The magnitude of the force exerted is $$2.2 \times {10^4}\;{\rm{N}}$$.

See the step by step solution

## Step 1: Understanding the electric force

A point charge exerts an electric force on another point charge in the vicinity. It could be attractive as well as repulsive depending upon the nature of the two charges.

The expression for the electric force is given as:

$$F = k\frac{{{Q_1}{Q_2}}}{{{r^2}}}$$ … (i)

Here, k is the Coulomb’s constant, $${Q_1},\;{Q_2}$$ are the charges and r is the separation between the charges.

## Step 2: Given Data

The first charge is, $${Q_1} = + 25\;{\rm{\mu C}}$$

The second charge is $${Q_2} = 2.5\;{\rm{mC}}$$

The separation between the charges is, $$r = 16\;{\rm{cm}}$$

## Step 3: Determination of magnitude of the force

The expression for the electric force is given as:

$$F = k\frac{{{Q_1}{Q_2}}}{{{r^2}}}$$

Substitute the values in the above expression.

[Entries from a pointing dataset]
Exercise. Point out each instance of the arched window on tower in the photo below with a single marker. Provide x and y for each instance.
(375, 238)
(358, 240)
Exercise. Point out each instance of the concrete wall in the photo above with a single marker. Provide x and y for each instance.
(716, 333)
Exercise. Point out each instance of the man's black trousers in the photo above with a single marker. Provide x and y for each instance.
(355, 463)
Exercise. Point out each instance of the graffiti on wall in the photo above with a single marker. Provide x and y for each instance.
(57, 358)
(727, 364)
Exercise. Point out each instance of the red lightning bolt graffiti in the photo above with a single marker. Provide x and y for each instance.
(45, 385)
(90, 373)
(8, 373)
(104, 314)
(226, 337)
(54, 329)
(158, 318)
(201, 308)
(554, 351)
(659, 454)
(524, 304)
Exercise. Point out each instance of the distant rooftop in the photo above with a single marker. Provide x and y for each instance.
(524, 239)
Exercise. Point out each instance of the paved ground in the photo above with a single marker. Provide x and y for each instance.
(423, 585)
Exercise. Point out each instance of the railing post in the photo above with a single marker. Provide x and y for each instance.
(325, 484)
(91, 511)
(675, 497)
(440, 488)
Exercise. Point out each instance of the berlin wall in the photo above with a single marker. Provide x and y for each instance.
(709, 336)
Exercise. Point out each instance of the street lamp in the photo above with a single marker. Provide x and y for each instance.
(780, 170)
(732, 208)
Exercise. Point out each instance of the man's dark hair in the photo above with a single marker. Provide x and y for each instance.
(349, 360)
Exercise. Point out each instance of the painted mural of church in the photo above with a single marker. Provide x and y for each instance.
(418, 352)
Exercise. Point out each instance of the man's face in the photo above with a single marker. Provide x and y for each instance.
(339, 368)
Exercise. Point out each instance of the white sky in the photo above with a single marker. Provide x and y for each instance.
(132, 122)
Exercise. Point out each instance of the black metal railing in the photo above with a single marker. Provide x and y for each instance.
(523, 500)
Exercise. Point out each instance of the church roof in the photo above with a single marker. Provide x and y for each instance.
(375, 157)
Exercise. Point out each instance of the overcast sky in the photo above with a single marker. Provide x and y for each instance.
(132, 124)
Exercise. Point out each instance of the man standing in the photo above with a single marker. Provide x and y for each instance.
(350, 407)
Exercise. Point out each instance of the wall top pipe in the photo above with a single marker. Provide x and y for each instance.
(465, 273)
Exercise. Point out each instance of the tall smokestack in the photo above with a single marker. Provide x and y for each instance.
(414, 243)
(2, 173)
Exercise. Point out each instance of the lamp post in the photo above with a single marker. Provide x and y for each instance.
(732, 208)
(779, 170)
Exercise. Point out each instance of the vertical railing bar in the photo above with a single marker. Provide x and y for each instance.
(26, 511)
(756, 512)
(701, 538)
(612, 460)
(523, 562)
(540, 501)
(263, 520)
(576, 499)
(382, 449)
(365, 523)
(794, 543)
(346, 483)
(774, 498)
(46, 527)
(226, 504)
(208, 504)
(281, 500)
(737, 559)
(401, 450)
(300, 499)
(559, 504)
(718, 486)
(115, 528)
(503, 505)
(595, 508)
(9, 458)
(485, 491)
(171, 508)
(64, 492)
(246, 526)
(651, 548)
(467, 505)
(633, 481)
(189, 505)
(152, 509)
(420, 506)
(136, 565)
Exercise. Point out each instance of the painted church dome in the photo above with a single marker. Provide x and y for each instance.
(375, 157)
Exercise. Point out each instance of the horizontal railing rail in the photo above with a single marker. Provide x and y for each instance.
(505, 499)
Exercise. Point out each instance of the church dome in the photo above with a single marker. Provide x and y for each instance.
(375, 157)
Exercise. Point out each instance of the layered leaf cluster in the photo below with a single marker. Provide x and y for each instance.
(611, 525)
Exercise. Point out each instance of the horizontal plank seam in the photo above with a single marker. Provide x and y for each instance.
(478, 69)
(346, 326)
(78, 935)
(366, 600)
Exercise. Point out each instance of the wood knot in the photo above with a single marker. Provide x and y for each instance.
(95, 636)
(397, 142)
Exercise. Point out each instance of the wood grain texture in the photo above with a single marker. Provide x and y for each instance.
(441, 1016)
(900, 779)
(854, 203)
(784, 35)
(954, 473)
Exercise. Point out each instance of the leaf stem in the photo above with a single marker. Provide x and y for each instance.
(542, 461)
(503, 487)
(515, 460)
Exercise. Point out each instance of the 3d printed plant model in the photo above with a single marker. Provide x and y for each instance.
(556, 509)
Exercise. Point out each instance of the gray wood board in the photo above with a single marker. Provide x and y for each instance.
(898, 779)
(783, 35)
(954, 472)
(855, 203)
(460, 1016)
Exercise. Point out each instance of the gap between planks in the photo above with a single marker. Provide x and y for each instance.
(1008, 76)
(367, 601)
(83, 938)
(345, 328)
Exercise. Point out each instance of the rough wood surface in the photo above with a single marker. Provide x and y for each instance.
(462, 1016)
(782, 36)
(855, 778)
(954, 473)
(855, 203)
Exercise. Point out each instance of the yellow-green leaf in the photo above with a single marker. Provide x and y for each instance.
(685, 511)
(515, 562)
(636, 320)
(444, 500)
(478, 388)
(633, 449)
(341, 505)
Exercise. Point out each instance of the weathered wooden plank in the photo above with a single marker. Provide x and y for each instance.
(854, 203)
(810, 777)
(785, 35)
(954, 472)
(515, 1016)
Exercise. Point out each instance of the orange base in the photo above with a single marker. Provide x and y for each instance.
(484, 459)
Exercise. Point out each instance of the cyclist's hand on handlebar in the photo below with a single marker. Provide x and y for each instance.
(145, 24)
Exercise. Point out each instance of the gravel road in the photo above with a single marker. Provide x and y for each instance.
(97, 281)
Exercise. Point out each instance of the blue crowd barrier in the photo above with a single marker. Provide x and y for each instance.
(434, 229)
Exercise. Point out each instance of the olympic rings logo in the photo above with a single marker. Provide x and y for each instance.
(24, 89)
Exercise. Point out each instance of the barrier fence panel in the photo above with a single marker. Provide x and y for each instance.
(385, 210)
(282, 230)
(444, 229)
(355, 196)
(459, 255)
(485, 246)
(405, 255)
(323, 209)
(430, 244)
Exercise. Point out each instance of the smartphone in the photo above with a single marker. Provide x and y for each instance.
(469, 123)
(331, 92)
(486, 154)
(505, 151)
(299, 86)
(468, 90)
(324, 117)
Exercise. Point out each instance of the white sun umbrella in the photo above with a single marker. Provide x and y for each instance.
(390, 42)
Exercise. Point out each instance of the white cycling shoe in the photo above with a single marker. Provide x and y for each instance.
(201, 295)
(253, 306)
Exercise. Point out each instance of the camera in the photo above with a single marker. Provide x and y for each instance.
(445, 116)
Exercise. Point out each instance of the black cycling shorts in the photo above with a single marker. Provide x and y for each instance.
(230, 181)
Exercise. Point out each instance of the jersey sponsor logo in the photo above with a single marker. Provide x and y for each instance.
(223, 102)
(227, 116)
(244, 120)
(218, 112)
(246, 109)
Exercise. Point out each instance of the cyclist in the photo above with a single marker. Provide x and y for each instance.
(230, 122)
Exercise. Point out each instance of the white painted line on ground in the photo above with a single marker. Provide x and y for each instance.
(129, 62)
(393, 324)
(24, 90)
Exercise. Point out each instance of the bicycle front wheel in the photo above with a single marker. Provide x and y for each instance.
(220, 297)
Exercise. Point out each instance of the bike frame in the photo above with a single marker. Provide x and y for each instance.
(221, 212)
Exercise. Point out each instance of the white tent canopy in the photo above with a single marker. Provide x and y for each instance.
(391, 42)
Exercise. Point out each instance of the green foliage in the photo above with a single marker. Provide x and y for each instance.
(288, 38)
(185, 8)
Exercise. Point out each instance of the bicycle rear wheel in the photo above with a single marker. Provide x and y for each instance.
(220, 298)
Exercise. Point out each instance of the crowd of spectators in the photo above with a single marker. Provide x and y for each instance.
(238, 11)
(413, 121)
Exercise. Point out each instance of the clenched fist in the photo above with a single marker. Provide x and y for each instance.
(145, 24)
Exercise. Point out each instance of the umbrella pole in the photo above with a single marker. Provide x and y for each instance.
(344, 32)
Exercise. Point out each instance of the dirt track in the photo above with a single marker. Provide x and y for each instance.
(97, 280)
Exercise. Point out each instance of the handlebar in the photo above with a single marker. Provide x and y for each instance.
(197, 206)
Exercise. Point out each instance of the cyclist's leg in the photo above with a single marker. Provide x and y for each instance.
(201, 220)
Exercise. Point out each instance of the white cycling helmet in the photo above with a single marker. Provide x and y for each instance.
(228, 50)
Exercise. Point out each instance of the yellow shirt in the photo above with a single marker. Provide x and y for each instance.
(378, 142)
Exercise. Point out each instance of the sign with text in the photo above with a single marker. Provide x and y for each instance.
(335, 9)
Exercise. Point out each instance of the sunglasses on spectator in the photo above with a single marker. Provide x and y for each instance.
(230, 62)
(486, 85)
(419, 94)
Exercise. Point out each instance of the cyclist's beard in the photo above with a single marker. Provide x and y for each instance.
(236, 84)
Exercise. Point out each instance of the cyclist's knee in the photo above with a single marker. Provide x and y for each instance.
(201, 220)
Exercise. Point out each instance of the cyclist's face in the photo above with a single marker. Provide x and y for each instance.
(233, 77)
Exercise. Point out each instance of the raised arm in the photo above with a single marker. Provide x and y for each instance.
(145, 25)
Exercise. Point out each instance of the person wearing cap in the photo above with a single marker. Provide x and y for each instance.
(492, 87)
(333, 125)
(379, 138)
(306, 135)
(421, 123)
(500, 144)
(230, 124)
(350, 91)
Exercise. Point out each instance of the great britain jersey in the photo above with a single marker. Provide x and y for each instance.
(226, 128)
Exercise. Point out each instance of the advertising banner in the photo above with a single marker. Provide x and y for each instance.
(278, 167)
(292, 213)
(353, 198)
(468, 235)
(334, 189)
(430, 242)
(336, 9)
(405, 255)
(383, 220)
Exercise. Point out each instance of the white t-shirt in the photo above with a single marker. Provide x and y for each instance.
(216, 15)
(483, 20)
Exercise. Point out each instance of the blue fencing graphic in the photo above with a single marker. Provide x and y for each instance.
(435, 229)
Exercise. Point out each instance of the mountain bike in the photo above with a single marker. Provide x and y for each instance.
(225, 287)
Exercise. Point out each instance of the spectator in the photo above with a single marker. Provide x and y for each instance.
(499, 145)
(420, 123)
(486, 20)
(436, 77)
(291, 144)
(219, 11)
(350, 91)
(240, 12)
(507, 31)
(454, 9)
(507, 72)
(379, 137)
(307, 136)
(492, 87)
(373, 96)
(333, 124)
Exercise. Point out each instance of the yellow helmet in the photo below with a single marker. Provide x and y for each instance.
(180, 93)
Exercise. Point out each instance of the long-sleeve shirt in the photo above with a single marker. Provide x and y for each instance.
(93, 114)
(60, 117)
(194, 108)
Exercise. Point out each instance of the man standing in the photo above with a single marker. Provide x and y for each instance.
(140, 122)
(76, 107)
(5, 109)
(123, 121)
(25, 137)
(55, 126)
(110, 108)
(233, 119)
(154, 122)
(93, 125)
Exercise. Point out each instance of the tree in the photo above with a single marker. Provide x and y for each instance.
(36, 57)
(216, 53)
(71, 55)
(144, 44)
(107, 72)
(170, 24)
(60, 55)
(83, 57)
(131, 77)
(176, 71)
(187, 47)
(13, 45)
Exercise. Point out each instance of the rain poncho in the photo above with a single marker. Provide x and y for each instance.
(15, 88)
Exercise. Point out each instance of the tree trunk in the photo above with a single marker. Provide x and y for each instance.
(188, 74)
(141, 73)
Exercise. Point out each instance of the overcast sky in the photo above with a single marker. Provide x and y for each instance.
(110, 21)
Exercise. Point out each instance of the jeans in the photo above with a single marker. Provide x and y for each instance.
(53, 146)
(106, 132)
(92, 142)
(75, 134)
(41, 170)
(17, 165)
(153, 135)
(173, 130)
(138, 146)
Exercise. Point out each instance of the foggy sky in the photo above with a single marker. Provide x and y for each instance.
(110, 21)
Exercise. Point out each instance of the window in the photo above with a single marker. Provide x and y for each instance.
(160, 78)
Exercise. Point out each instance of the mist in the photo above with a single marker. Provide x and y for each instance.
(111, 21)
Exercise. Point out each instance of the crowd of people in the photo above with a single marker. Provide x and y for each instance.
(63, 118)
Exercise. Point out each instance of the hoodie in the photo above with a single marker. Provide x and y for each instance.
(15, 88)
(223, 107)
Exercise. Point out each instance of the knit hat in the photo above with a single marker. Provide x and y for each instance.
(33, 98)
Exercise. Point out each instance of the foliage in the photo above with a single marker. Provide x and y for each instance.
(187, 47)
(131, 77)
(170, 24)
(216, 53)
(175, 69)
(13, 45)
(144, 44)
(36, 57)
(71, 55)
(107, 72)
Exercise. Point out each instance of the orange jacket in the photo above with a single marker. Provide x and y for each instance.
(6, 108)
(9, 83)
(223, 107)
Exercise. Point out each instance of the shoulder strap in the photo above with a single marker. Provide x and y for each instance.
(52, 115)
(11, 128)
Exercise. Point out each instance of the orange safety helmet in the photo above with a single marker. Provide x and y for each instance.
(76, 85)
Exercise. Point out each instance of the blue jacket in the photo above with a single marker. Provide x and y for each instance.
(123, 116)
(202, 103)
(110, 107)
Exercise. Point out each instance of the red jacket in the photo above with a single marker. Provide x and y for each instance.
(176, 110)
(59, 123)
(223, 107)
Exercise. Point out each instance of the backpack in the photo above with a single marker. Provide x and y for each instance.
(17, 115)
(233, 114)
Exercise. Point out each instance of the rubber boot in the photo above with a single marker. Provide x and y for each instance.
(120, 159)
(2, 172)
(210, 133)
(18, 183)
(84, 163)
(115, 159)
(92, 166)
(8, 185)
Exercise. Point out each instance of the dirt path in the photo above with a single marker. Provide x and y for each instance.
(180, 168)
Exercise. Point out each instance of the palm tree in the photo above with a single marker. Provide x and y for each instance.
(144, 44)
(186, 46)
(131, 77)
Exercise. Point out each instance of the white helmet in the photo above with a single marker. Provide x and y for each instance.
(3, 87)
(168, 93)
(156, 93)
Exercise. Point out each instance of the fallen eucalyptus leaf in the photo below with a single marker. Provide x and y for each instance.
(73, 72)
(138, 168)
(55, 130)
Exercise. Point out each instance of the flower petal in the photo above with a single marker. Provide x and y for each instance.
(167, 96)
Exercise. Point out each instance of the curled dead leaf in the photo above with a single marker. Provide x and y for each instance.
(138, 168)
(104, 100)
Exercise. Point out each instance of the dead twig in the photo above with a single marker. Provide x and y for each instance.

→ **Task 1**:
In the electric force solution, print the passage from "The first charge" to "the above expression.".
→ **Task 2**:
Do these statements agree with the electric force solution? Answer yes or no for each, quoting the words of the solution that decide it.
(a) The force one point charge exerts on another is always attractive.
(b) In the force formula, k is Coulomb's constant.
(c) The letter r stands for the separation between the charges.
→ **Task 3**:
Pick up the electric force solution after its last line and carry it on.

→ **Written response 1**:
The first charge is, $${Q_1} = + 25\;{\rm{\mu C}}$$

The second charge is $${Q_2} = 2.5\;{\rm{mC}}$$

The separation between the charges is, $$r = 16\;{\rm{cm}}$$

## Step 3: Determination of magnitude of the force

The expression for the electric force is given as:

$$F = k\frac{{{Q_1}{Q_2}}}{{{r^2}}}$$

Substitute the values in the above expression.

→ **Written response 2**:
(a) No: "It could be attractive as well as repulsive depending upon the nature of the two charges."
(b) Yes: "Here, k is the Coulomb’s constant"
(c) Yes: "r is the separation between the charges"

→ **Written response 3**:
\begin{aligned}{l}F = \left( {9.0 \times {{10}^9}\;{\rm{N}} \cdot {{\rm{m}}^2}{\rm{/}}{{\rm{C}}^2}} \right)\frac{{\left( {25 \times {{10}^{ - 6}}\;{\rm{C}}} \right)\left( {2.5 \times {{10}^{ - 3}}\;{\rm{C}}} \right)}}{{{{\left( {16\;{\rm{cm}} \times \frac{{{{10}^{ - 2}}\;{\rm{m}}}}{{1\;{\rm{cm}}}}} \right)}^2}}}\\F = 2.2 \times {10^4}\;{\rm{N}}\end{aligned}

Thus, the magnitude of the force exerted is $$2.2 \times {10^4}\;{\rm{N}}$$.